## TO BE DONE
Please reproduce the entries verbatim from their start through the line containing "--fill-rule=evenodd", including that line.

Image boundary annotation data:
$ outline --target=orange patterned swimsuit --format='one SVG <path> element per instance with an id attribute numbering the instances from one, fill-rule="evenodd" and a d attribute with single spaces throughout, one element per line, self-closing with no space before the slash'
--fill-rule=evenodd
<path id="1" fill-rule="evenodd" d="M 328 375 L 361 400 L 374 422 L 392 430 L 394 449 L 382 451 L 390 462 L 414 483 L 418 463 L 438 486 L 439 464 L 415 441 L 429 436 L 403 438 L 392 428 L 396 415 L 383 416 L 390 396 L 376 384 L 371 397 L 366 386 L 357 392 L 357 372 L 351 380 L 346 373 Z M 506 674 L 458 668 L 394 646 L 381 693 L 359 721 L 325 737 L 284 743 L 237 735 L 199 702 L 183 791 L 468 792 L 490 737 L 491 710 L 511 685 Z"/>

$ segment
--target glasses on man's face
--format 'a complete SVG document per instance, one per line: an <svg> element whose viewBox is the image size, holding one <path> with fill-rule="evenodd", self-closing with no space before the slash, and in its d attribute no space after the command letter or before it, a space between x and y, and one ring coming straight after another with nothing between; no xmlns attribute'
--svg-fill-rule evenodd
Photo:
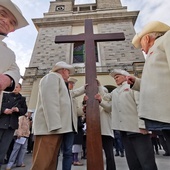
<svg viewBox="0 0 170 170"><path fill-rule="evenodd" d="M68 69L65 69L65 68L64 68L63 70L64 70L64 71L66 70L66 71L68 72L68 74L70 74L70 70L68 70Z"/></svg>

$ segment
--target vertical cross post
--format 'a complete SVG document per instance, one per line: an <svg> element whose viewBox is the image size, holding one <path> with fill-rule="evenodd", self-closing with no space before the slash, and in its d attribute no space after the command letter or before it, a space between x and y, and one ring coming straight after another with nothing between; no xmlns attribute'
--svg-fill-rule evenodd
<svg viewBox="0 0 170 170"><path fill-rule="evenodd" d="M85 43L86 56L86 88L87 109L86 109L86 146L87 146L87 170L104 170L99 103L94 96L98 93L95 44L104 41L124 40L123 33L94 34L92 20L85 20L85 33L79 35L56 36L55 43Z"/></svg>

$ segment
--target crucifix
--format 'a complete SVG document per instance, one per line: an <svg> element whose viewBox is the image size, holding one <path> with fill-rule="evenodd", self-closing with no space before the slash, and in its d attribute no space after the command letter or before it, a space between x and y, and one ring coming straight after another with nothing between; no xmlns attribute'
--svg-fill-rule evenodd
<svg viewBox="0 0 170 170"><path fill-rule="evenodd" d="M124 40L123 33L94 34L91 19L85 20L85 33L78 35L56 36L55 43L84 43L85 44L85 75L86 95L88 96L86 108L86 146L87 146L87 170L104 170L102 140L100 128L99 103L94 98L98 93L95 44L104 41Z"/></svg>

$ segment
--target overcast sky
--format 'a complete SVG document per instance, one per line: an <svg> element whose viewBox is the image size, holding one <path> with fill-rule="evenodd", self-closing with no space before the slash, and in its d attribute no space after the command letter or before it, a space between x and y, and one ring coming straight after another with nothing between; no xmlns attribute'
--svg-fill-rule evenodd
<svg viewBox="0 0 170 170"><path fill-rule="evenodd" d="M42 18L43 13L48 12L50 0L12 0L21 10L29 26L10 33L5 39L8 46L15 52L16 61L24 75L25 67L28 67L34 48L37 30L32 23L32 18ZM51 0L54 1L54 0ZM95 0L75 0L76 4L94 3ZM128 11L140 10L135 24L136 32L149 21L159 20L170 25L170 0L121 0Z"/></svg>

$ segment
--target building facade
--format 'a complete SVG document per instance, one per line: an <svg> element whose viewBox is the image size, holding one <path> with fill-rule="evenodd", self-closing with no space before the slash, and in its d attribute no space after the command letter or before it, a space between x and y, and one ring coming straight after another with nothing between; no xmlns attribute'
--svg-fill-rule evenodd
<svg viewBox="0 0 170 170"><path fill-rule="evenodd" d="M120 0L96 0L96 3L84 5L75 5L73 0L51 1L44 17L33 19L38 35L22 83L22 94L27 98L28 107L35 109L39 81L58 61L75 66L74 77L78 79L75 88L85 84L84 44L55 43L58 35L84 33L85 19L92 19L95 34L123 32L125 35L125 41L96 44L96 70L101 84L114 85L109 76L114 68L140 75L144 56L131 44L138 13L127 11Z"/></svg>

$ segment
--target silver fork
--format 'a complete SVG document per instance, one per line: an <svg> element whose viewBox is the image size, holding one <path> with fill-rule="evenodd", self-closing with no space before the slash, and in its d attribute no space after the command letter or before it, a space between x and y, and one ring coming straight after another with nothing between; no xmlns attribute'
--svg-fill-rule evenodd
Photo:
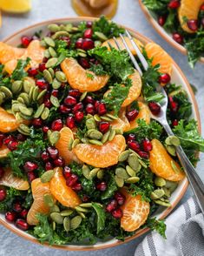
<svg viewBox="0 0 204 256"><path fill-rule="evenodd" d="M126 30L125 32L126 32L126 35L128 37L128 38L132 44L132 46L135 50L137 57L140 59L143 69L145 71L147 71L148 68L148 64L147 60L145 59L144 56L141 52L140 49L138 48L137 44L134 41L134 39L133 39L132 36L129 34L129 32L128 30ZM143 72L142 72L141 69L140 68L134 55L131 53L131 51L128 48L124 37L122 34L120 34L120 37L122 40L122 43L125 46L125 49L128 52L128 55L132 60L132 63L133 63L135 68L138 71L140 75L142 76ZM115 37L114 37L114 40L115 40L115 43L118 50L121 50L121 47L117 42L117 39ZM110 49L113 48L113 46L110 44L109 44L109 45ZM174 132L172 131L172 129L169 126L168 120L167 120L167 108L168 108L168 101L167 93L161 86L158 86L157 91L163 95L163 99L161 102L161 112L158 116L155 116L152 114L151 118L153 119L156 120L157 122L159 122L163 126L163 128L165 129L165 131L167 131L168 136L174 136ZM204 214L204 184L203 184L202 180L200 179L200 177L198 176L194 167L192 165L191 162L188 158L186 153L184 152L184 151L181 145L176 147L176 153L177 153L177 156L180 159L180 162L181 162L181 165L183 166L183 169L187 174L188 181L191 185L191 188L192 188L192 190L197 199L197 201L198 201L198 204L201 209L201 212Z"/></svg>

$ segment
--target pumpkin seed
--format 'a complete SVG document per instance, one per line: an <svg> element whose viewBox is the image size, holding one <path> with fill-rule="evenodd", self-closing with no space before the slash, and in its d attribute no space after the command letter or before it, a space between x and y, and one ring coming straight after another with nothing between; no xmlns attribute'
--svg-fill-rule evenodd
<svg viewBox="0 0 204 256"><path fill-rule="evenodd" d="M23 81L16 80L11 84L11 91L14 94L18 94L23 89Z"/></svg>
<svg viewBox="0 0 204 256"><path fill-rule="evenodd" d="M74 217L73 219L71 219L71 220L70 220L70 227L71 227L71 229L76 229L80 226L82 220L82 217L79 216L79 215Z"/></svg>
<svg viewBox="0 0 204 256"><path fill-rule="evenodd" d="M70 220L68 217L65 217L63 219L63 228L66 232L69 232L70 229Z"/></svg>
<svg viewBox="0 0 204 256"><path fill-rule="evenodd" d="M57 61L58 61L57 57L54 57L49 58L45 64L46 68L51 68L51 67L55 66L56 64Z"/></svg>
<svg viewBox="0 0 204 256"><path fill-rule="evenodd" d="M51 212L50 218L57 224L63 224L63 217L60 214L60 212Z"/></svg>
<svg viewBox="0 0 204 256"><path fill-rule="evenodd" d="M39 118L44 110L44 104L43 103L40 106L38 106L36 113L34 114L34 118Z"/></svg>
<svg viewBox="0 0 204 256"><path fill-rule="evenodd" d="M48 118L48 117L49 117L49 109L45 107L43 113L42 113L42 115L41 115L41 118L43 120L46 120Z"/></svg>
<svg viewBox="0 0 204 256"><path fill-rule="evenodd" d="M49 207L52 207L55 205L53 197L50 194L45 194L43 196L43 200L44 200L44 204L48 205Z"/></svg>
<svg viewBox="0 0 204 256"><path fill-rule="evenodd" d="M115 174L116 174L117 177L124 179L129 178L127 171L122 167L117 167L115 169Z"/></svg>
<svg viewBox="0 0 204 256"><path fill-rule="evenodd" d="M136 183L140 180L139 177L130 177L128 179L126 179L126 183Z"/></svg>
<svg viewBox="0 0 204 256"><path fill-rule="evenodd" d="M49 45L49 46L51 46L51 47L55 47L56 46L56 43L55 41L51 38L51 37L45 37L43 38L44 42Z"/></svg>
<svg viewBox="0 0 204 256"><path fill-rule="evenodd" d="M43 71L43 77L49 84L52 84L52 76L48 70Z"/></svg>
<svg viewBox="0 0 204 256"><path fill-rule="evenodd" d="M49 170L45 172L42 176L41 176L41 182L42 183L46 183L51 180L52 177L54 176L55 172L53 170Z"/></svg>

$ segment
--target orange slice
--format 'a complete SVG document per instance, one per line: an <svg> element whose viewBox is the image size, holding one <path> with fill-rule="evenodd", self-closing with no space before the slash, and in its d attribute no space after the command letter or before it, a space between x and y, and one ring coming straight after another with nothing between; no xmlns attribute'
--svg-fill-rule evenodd
<svg viewBox="0 0 204 256"><path fill-rule="evenodd" d="M117 164L119 155L125 150L125 138L115 135L114 139L103 145L78 144L73 150L77 158L95 167L109 167Z"/></svg>
<svg viewBox="0 0 204 256"><path fill-rule="evenodd" d="M122 193L126 196L124 205L121 207L123 215L121 219L121 227L127 232L133 232L145 223L149 214L149 203L141 200L140 195L133 197L128 192Z"/></svg>
<svg viewBox="0 0 204 256"><path fill-rule="evenodd" d="M157 176L171 181L180 181L185 173L168 153L165 147L158 139L152 140L152 151L149 156L149 168Z"/></svg>
<svg viewBox="0 0 204 256"><path fill-rule="evenodd" d="M78 195L67 186L62 168L56 168L56 172L49 184L51 193L63 205L75 208L81 204Z"/></svg>
<svg viewBox="0 0 204 256"><path fill-rule="evenodd" d="M153 66L160 64L159 71L161 73L172 73L173 60L171 57L158 44L148 43L145 45L148 57L153 58Z"/></svg>
<svg viewBox="0 0 204 256"><path fill-rule="evenodd" d="M0 185L13 187L17 190L28 190L30 188L28 181L15 177L10 168L4 168L4 174L0 179Z"/></svg>
<svg viewBox="0 0 204 256"><path fill-rule="evenodd" d="M40 178L32 181L31 190L34 201L28 212L27 222L29 225L37 225L36 213L46 214L49 212L49 207L44 204L44 195L51 192L49 182L42 183Z"/></svg>
<svg viewBox="0 0 204 256"><path fill-rule="evenodd" d="M61 64L61 68L70 86L81 92L98 91L104 87L109 79L109 76L96 76L94 72L84 70L72 57L65 58Z"/></svg>
<svg viewBox="0 0 204 256"><path fill-rule="evenodd" d="M195 33L190 30L187 24L187 20L197 19L201 6L204 3L203 0L181 0L178 10L180 24L183 30L188 33Z"/></svg>

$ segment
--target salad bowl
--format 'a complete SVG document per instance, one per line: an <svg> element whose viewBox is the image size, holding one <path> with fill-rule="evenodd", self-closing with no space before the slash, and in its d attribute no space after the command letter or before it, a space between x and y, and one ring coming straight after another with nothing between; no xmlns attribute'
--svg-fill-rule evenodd
<svg viewBox="0 0 204 256"><path fill-rule="evenodd" d="M95 21L94 18L91 17L76 17L76 18L61 18L61 19L55 19L55 20L49 20L46 22L43 22L40 24L36 24L34 25L31 25L28 28L25 28L22 30L17 31L16 33L14 33L10 37L7 37L3 40L4 43L11 45L11 46L16 46L19 44L21 37L24 35L31 36L35 34L36 31L42 30L43 34L46 34L48 32L47 26L49 24L63 24L63 23L71 23L75 25L77 25L80 22L85 21ZM141 42L142 42L144 44L151 42L148 38L144 37L143 35L139 34L138 32L126 28L124 26L122 26L125 29L127 29L134 37L139 39ZM183 49L182 49L183 51ZM179 66L174 62L173 60L173 71L171 76L172 83L174 83L176 84L181 84L182 89L184 89L188 96L189 101L192 104L192 118L194 118L198 123L198 130L199 132L201 132L201 120L199 116L199 111L197 107L197 104L194 96L194 92L191 89L191 86L189 85L189 83L188 82L186 77L179 68ZM175 189L175 191L173 192L171 198L170 198L170 204L171 206L168 208L160 207L155 213L154 216L155 216L157 219L164 219L166 218L171 211L175 207L175 205L180 202L182 196L184 195L187 188L188 186L188 181L187 178L185 178L183 180L181 180L179 183L179 185ZM0 224L4 226L6 228L10 230L11 232L15 232L16 235L23 237L23 239L26 239L31 242L40 244L38 240L34 238L31 234L25 232L23 231L19 230L15 225L10 224L5 220L4 215L0 214ZM63 249L63 250L71 250L71 251L89 251L89 250L99 250L99 249L105 249L112 246L115 246L118 245L121 245L122 243L130 241L134 239L136 239L137 237L144 234L147 232L149 229L148 228L143 228L140 229L135 232L135 234L128 237L125 239L124 241L118 240L116 239L107 239L105 241L98 241L95 245L80 245L80 244L69 244L69 245L59 245L59 246L49 246L48 243L44 243L44 246L51 246L53 248L57 249Z"/></svg>

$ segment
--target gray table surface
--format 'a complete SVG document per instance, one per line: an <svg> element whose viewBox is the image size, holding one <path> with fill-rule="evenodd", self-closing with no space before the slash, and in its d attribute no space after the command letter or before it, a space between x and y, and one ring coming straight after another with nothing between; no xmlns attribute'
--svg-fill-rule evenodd
<svg viewBox="0 0 204 256"><path fill-rule="evenodd" d="M198 89L196 99L201 112L202 124L204 123L204 65L198 64L193 71L189 68L187 63L187 57L173 49L166 41L154 30L146 20L141 12L139 3L136 0L120 0L118 11L114 20L122 24L129 26L135 30L142 33L146 37L151 38L157 44L161 44L177 62L179 66L183 71L184 74L188 78L189 82L194 84ZM44 21L51 18L76 17L76 13L71 8L70 0L34 0L32 1L32 10L26 15L5 15L3 16L3 27L0 29L0 40L5 37L16 32L23 27L29 26L35 23ZM204 124L203 124L204 125ZM204 127L204 125L202 125ZM204 128L202 129L204 135ZM204 180L204 155L201 155L201 161L197 165L197 171ZM186 201L192 192L188 188L185 196L180 202L182 204ZM3 226L0 226L0 256L88 256L88 255L134 255L136 246L141 241L142 237L135 239L125 245L98 252L63 252L43 247L42 246L34 245L27 240L24 240L16 234Z"/></svg>

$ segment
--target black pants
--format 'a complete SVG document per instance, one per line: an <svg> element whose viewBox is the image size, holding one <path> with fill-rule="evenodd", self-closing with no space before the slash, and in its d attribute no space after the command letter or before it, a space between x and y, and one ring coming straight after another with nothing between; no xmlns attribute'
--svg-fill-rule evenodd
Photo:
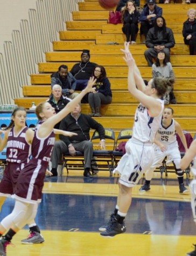
<svg viewBox="0 0 196 256"><path fill-rule="evenodd" d="M194 55L194 53L196 52L196 37L192 37L190 40L184 38L184 41L185 44L189 45L190 54Z"/></svg>
<svg viewBox="0 0 196 256"><path fill-rule="evenodd" d="M140 34L144 34L145 38L146 39L146 36L150 29L154 26L153 23L150 24L148 20L143 20L141 22L140 26Z"/></svg>
<svg viewBox="0 0 196 256"><path fill-rule="evenodd" d="M136 34L138 32L138 27L134 23L126 23L123 25L122 30L124 34L126 35L126 41L136 41ZM131 39L130 39L131 37Z"/></svg>

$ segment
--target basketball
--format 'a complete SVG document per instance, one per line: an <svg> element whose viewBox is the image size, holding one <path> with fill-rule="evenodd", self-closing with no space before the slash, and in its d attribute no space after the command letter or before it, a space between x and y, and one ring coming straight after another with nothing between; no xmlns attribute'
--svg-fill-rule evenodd
<svg viewBox="0 0 196 256"><path fill-rule="evenodd" d="M100 5L104 9L114 8L119 2L120 0L99 0Z"/></svg>

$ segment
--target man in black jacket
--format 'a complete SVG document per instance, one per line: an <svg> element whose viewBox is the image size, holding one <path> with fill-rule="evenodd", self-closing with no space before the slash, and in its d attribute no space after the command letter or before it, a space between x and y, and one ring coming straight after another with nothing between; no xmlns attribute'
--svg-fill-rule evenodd
<svg viewBox="0 0 196 256"><path fill-rule="evenodd" d="M62 94L73 100L78 93L75 92L76 80L71 73L68 72L68 67L61 65L57 72L53 73L51 76L51 88L54 85L59 85L62 88Z"/></svg>
<svg viewBox="0 0 196 256"><path fill-rule="evenodd" d="M156 18L155 26L149 30L146 45L149 49L145 51L144 56L149 67L152 66L152 59L155 58L157 52L161 50L170 60L170 48L175 45L175 40L172 30L166 26L163 17Z"/></svg>
<svg viewBox="0 0 196 256"><path fill-rule="evenodd" d="M103 126L90 116L82 114L80 104L74 110L62 120L59 129L68 132L72 131L78 135L67 137L60 135L60 141L56 141L52 154L52 170L53 176L57 176L57 168L62 160L62 154L67 153L74 156L75 151L79 151L84 154L85 171L83 176L92 178L90 173L91 161L93 157L93 143L90 141L90 129L96 130L100 137L100 145L105 149L105 132Z"/></svg>
<svg viewBox="0 0 196 256"><path fill-rule="evenodd" d="M74 65L70 71L76 79L76 91L82 91L86 87L96 65L90 61L90 51L83 50L81 54L81 61Z"/></svg>
<svg viewBox="0 0 196 256"><path fill-rule="evenodd" d="M56 113L62 110L72 100L69 98L62 95L62 88L59 85L54 85L52 87L52 94L47 101L54 108ZM57 123L54 127L59 129L60 123Z"/></svg>

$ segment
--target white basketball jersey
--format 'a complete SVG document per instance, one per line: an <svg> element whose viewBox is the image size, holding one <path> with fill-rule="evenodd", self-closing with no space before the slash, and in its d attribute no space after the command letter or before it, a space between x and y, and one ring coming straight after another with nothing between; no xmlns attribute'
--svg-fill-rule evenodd
<svg viewBox="0 0 196 256"><path fill-rule="evenodd" d="M162 120L159 128L156 135L156 139L164 144L170 144L177 141L174 120L172 119L171 124L167 127L164 127Z"/></svg>
<svg viewBox="0 0 196 256"><path fill-rule="evenodd" d="M132 137L142 143L152 143L160 126L164 102L163 100L160 99L157 99L157 100L162 105L162 110L156 117L151 116L149 110L141 103L136 109Z"/></svg>

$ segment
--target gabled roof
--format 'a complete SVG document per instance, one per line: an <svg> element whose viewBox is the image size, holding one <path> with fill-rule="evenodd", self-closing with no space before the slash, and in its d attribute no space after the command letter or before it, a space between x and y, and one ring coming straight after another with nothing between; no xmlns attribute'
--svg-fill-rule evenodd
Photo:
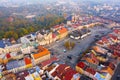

## EXERCISE OUTPUT
$ outline --target=orange patterned swimsuit --format='one SVG <path> element per instance with an id attribute numbering the instances from one, fill-rule="evenodd" and a d attribute with single spaces throughout, one element per line, self-closing with no space before the slash'
--fill-rule=evenodd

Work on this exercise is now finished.